== Task statement ==
Reproduce without alteration the lines of the material from the one containing "Run detection on orange advertisement" through the one containing "[[1312, 243, 1442, 268], [359, 237, 469, 258]]", inclusive.
— start Data for this task —
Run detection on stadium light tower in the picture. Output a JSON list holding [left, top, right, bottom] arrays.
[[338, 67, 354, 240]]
— end Data for this task —
— start Data for this task —
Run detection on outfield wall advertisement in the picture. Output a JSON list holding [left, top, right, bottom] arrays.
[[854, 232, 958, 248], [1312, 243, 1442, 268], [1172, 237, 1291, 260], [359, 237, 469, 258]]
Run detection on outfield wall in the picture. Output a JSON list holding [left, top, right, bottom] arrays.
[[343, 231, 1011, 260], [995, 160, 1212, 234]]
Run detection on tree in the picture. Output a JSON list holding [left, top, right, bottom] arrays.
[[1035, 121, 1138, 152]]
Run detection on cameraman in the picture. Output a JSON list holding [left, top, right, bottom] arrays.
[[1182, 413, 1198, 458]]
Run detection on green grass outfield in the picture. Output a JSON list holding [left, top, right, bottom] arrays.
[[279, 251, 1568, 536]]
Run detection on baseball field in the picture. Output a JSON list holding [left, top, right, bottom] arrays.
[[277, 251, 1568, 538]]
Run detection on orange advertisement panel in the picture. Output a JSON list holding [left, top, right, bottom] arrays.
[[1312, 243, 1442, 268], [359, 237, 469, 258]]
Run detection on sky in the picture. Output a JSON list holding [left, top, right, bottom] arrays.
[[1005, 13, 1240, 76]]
— end Data for this task —
— start Data for this task —
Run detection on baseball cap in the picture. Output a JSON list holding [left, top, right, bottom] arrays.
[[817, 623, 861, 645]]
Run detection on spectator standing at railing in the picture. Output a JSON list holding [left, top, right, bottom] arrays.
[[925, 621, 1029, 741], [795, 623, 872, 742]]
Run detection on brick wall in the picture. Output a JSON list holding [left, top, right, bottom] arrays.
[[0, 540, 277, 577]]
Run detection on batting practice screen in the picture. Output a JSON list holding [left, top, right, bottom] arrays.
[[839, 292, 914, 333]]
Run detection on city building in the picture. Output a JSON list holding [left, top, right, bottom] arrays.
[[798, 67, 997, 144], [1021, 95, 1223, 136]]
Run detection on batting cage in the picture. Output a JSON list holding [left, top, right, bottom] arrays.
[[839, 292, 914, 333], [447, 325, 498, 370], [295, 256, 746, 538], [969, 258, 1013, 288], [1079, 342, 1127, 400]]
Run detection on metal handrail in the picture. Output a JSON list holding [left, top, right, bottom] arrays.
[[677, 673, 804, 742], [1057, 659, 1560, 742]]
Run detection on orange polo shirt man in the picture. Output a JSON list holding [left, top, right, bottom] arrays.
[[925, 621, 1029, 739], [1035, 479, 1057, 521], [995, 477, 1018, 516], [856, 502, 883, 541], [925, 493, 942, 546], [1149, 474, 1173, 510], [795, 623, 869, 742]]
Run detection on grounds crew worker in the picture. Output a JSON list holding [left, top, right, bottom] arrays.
— end Data for this task —
== The completed task ==
Run detection on orange advertisement panel in the picture. Output a JSON list holding [left, top, right, bottom] arrays.
[[1312, 243, 1442, 268], [359, 237, 469, 258]]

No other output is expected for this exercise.